(The task)
Pull out each line of the records below that contains the string "pipe". Case counts.

(Dataset excerpts)
————————
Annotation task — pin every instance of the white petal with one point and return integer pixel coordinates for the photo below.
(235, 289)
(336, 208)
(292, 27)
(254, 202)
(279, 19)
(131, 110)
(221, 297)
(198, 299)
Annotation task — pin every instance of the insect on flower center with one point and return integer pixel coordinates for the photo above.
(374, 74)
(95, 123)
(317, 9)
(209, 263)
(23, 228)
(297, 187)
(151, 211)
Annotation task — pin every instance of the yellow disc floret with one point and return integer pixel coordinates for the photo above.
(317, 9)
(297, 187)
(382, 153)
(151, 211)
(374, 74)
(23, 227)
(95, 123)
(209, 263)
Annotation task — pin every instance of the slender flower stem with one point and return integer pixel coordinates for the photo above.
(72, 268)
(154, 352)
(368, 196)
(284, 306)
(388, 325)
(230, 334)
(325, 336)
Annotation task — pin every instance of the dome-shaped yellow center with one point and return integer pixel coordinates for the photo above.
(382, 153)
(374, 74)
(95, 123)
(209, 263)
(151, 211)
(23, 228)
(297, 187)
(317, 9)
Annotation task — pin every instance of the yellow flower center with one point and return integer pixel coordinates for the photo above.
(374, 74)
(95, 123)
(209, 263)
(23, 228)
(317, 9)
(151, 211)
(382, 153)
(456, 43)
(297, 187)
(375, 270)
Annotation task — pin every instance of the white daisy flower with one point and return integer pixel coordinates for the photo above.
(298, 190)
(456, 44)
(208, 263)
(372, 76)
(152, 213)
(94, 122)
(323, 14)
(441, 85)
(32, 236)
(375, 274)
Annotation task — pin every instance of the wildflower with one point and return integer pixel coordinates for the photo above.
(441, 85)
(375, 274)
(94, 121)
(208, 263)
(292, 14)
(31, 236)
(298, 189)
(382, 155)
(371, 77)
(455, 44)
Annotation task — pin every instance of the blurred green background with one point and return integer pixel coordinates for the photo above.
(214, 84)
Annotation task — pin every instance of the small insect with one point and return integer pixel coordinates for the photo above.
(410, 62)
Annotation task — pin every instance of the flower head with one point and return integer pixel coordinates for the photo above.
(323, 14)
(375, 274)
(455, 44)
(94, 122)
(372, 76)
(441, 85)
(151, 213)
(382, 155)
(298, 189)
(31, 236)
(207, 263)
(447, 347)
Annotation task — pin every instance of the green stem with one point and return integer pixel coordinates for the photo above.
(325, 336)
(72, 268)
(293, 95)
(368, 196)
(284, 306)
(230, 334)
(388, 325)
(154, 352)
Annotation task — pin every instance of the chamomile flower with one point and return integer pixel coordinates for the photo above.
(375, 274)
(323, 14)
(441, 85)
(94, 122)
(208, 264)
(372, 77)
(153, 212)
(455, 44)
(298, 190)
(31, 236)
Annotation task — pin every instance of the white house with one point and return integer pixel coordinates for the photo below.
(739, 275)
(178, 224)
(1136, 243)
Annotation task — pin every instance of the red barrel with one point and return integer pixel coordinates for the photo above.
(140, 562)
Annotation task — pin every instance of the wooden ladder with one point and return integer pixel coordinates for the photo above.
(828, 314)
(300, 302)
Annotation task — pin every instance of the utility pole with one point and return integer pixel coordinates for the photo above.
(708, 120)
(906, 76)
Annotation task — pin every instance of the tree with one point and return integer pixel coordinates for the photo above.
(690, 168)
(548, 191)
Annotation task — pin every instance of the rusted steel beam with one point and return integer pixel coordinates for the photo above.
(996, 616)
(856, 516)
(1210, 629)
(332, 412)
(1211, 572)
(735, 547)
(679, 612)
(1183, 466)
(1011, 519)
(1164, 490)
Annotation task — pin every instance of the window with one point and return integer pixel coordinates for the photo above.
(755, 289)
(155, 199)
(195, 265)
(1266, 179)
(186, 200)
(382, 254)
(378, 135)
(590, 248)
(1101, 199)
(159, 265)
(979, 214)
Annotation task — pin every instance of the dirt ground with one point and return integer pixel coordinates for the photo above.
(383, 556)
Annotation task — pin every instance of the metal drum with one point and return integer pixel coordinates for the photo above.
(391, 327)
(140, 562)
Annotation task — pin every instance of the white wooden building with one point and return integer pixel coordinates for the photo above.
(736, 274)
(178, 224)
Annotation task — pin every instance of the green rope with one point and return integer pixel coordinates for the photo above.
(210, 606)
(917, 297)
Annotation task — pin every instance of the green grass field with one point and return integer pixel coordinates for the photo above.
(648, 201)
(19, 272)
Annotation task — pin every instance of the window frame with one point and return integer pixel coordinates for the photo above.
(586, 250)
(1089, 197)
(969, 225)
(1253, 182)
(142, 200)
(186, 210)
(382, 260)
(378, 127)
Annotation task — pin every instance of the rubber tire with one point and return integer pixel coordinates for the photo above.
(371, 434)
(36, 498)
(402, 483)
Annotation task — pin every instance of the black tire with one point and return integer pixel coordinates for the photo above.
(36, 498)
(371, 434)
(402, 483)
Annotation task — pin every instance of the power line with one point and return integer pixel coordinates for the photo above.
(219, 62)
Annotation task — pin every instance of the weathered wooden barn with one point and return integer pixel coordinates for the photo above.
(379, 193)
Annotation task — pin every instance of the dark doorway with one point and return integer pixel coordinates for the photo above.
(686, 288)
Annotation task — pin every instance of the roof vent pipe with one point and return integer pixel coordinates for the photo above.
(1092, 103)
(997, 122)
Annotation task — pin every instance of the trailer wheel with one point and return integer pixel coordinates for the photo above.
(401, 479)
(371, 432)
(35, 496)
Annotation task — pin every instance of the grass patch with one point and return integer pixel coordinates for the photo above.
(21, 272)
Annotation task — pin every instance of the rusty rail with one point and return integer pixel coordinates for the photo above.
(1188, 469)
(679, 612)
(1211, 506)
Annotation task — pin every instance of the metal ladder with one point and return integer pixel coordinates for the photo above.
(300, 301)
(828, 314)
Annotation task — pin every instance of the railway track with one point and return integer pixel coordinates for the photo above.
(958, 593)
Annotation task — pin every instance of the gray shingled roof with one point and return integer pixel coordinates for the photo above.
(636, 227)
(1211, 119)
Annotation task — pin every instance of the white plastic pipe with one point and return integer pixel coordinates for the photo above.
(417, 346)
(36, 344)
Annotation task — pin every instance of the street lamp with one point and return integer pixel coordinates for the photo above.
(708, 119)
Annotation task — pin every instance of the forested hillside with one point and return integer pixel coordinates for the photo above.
————————
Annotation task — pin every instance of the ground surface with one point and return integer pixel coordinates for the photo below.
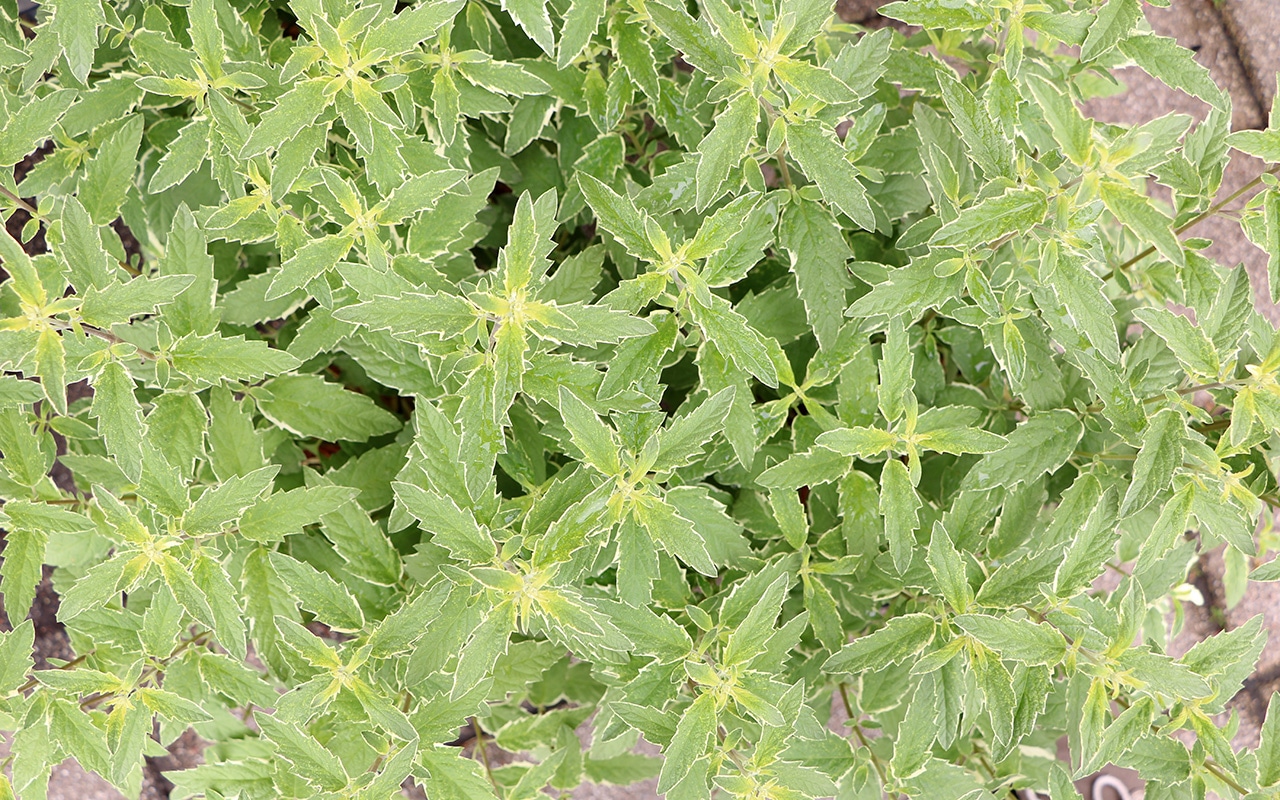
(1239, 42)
————————
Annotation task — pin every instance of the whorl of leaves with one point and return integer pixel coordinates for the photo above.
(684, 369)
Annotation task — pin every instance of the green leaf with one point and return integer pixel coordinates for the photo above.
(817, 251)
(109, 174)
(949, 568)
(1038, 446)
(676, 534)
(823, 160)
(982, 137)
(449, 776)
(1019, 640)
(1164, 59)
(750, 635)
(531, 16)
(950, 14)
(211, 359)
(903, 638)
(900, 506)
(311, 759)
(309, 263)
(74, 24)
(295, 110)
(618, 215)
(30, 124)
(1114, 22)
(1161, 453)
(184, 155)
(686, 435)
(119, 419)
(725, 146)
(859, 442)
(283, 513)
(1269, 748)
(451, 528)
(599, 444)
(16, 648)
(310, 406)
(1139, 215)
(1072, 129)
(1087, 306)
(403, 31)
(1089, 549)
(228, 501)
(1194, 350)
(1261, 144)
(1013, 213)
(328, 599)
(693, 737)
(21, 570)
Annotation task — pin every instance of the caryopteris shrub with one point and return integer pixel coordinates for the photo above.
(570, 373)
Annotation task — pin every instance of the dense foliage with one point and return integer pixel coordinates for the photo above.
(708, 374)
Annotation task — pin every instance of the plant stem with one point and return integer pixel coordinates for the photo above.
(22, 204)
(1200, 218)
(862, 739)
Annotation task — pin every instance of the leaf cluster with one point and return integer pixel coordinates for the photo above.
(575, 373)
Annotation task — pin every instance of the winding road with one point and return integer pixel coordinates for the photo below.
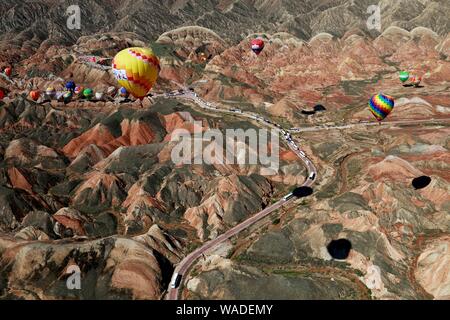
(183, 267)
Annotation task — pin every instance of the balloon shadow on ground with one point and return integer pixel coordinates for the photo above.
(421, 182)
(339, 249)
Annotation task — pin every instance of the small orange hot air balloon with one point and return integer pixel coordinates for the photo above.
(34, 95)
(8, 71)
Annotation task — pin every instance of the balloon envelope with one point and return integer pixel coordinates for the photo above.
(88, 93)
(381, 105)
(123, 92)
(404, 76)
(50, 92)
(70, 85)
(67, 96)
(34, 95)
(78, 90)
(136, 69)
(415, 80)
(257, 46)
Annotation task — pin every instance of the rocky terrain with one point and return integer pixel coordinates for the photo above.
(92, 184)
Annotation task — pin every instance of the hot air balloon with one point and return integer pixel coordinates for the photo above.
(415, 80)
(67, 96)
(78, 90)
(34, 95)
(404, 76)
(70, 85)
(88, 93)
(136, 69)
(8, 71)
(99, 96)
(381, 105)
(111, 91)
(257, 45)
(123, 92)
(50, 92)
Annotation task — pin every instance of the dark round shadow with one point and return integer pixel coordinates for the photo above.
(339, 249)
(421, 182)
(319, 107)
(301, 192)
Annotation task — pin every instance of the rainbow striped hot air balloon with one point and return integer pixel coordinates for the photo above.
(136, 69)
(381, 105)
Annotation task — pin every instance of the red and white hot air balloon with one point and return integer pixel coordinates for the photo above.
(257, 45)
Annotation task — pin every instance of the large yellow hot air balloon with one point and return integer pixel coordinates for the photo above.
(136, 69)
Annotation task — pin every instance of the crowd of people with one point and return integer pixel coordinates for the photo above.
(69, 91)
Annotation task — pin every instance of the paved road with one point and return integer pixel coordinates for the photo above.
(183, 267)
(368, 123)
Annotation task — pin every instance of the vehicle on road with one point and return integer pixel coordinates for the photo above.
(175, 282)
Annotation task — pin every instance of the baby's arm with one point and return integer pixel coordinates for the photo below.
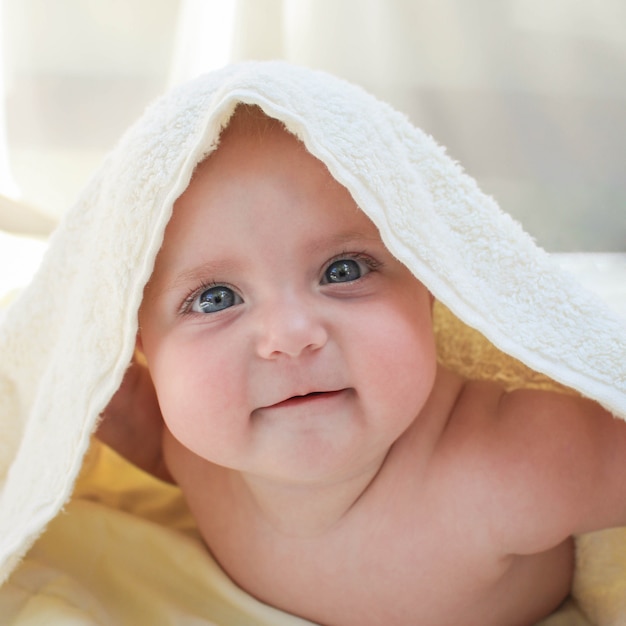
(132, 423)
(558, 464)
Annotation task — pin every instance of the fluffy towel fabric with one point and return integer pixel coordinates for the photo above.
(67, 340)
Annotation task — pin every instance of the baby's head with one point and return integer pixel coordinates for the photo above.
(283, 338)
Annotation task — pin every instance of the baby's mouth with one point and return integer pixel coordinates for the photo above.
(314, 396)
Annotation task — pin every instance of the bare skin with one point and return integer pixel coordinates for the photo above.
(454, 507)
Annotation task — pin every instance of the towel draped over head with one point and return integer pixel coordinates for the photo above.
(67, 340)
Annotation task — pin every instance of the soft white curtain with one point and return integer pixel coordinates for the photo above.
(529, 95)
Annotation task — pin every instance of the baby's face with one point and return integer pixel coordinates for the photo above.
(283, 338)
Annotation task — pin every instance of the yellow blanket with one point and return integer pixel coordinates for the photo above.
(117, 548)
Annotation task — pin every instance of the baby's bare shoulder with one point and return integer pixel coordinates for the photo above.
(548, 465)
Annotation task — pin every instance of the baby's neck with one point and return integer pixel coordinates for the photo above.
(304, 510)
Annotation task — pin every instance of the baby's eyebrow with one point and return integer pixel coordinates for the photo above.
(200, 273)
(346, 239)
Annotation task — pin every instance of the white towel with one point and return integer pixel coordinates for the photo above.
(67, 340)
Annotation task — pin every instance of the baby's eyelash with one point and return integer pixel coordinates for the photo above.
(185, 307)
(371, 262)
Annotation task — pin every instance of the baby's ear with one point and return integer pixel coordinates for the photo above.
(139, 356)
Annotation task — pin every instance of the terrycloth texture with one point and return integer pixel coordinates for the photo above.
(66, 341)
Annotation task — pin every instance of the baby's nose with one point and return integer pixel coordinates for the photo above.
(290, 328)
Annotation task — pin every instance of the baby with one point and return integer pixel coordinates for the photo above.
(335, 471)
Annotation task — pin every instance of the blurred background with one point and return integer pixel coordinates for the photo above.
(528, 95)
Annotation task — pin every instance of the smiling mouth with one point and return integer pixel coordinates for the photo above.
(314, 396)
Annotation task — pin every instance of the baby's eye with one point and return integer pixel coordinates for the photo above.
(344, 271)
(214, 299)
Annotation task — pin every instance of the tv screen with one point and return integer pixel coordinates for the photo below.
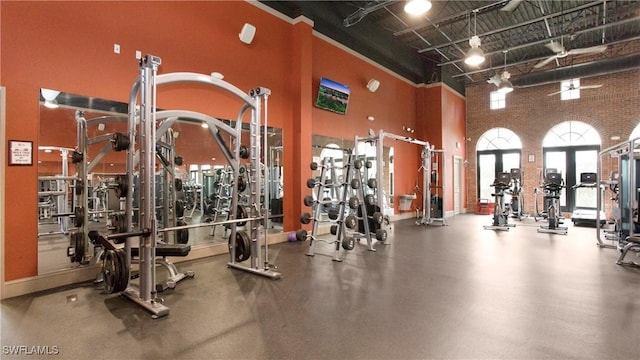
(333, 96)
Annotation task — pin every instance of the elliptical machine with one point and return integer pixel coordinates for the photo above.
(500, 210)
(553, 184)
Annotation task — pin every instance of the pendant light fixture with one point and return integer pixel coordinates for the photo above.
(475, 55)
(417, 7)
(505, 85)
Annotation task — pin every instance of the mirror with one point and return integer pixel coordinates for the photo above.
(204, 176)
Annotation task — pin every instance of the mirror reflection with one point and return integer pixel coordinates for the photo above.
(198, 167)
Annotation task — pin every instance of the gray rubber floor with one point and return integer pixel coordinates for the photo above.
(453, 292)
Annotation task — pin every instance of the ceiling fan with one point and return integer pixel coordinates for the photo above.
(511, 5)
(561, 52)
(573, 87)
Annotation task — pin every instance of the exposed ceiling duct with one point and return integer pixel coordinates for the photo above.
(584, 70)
————————
(Answer to this exercise)
Annotation task — pin every instance of the roof vent pipe with one point and return integer pixel coordinates for the photo above.
Annotation task — pin every instance of the white plastic pipe with one point and return integer pixel coordinates for the photo above.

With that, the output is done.